* _OBJECTIVE_:
Please lay out the data below as a Markdown table with two columns, Row and Line, giving each non-blank line its own numbered row and leaving out any blank lines.

(Records from a dataset)
/---

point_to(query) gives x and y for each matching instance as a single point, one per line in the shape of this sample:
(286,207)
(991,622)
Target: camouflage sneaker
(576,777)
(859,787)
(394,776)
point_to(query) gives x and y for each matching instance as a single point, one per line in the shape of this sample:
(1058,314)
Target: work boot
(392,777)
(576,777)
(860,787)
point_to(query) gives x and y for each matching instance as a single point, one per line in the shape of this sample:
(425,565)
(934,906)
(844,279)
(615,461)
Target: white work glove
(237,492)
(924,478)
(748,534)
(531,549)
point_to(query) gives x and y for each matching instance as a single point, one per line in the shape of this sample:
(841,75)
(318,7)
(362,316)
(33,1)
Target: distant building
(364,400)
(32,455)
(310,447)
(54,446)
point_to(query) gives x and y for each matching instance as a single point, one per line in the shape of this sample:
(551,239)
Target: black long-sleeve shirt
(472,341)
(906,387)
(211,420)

\---

* _SOLUTION TO THIS EXERCISE_:
| Row | Line |
|---|---|
| 1 | point_to(query) gives x and y for each matching instance as a single point, one per line in the shape of this sample: |
| 2 | (286,207) |
| 3 | (991,622) |
| 4 | Target: camouflage sneaker |
| 5 | (576,777) |
| 6 | (859,787) |
| 7 | (394,776) |
| 8 | point_to(query) gives x and y for each matching instance as a single point, one per line in the shape of this sample: |
| 9 | (1058,314) |
| 10 | Target: work boot |
| 11 | (392,777) |
| 12 | (576,777) |
| 13 | (860,787) |
| 14 | point_to(query) gives x and y for each matching instance as a single point, one per line in the shape of this sample: |
| 15 | (425,565) |
| 16 | (934,906) |
| 17 | (844,279) |
| 18 | (615,461) |
| 19 | Target: white work glove |
| 20 | (237,492) |
| 21 | (924,478) |
| 22 | (748,534) |
| 23 | (531,549) |
| 24 | point_to(query) gives x and y for each matching instance as a single point, one per line in the shape of this sample: |
| 25 | (841,75) |
| 26 | (318,7) |
| 27 | (362,316) |
| 28 | (33,1) |
| 29 | Target: distant building |
| 30 | (364,400) |
| 31 | (32,455) |
| 32 | (310,447) |
| 33 | (54,446) |
| 34 | point_to(query) gives x and y for each matching instance as a single point, one per line in the shape of this sample: |
| 35 | (551,239) |
| 36 | Target: black long-sleeve shirt |
| 37 | (472,341) |
| 38 | (906,387) |
| 39 | (211,420) |